(TASK REQUIREMENTS): Copy out the entries below exactly as they stand, but only from the line containing "Category: yellow facade" through the line containing "Category: group of people".

[GIVEN RECORDS]

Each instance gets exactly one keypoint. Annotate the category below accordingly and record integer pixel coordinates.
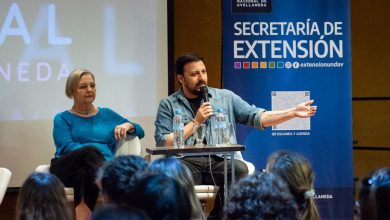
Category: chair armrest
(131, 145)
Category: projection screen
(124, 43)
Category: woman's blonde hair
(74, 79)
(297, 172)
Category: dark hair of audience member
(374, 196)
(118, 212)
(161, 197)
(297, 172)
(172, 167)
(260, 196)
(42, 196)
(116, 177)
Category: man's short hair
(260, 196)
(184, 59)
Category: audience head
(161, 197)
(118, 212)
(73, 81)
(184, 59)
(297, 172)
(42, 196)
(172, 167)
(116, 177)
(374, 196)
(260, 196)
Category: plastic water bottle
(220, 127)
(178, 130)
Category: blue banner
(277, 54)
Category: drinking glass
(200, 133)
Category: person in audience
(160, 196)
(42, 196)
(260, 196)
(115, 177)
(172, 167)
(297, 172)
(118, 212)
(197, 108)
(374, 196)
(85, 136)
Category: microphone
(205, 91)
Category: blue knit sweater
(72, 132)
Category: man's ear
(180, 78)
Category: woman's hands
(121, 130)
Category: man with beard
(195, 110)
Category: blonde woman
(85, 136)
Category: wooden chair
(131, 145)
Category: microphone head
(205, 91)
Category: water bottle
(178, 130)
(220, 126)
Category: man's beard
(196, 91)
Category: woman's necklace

[/GIVEN RECORDS]
[GIVEN RECORDS]

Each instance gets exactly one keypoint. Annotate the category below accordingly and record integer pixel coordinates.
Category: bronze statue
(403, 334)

[/GIVEN RECORDS]
[GIVEN RECORDS]

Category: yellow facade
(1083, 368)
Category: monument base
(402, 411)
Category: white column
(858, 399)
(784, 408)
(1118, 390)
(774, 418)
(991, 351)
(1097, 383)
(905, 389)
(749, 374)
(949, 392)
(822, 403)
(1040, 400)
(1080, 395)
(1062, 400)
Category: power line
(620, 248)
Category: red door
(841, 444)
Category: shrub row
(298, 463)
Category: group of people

[/GIVEN RECORDS]

(RESPONSE AREA):
Category: yellow facade
(1083, 368)
Category: monument base
(402, 411)
Category: white column
(858, 399)
(784, 408)
(1118, 390)
(774, 418)
(991, 351)
(1097, 383)
(905, 389)
(749, 374)
(949, 392)
(822, 403)
(1040, 400)
(1080, 395)
(1062, 400)
Category: power line
(620, 248)
Category: red door
(841, 444)
Category: shrub row
(298, 463)
Category: group of people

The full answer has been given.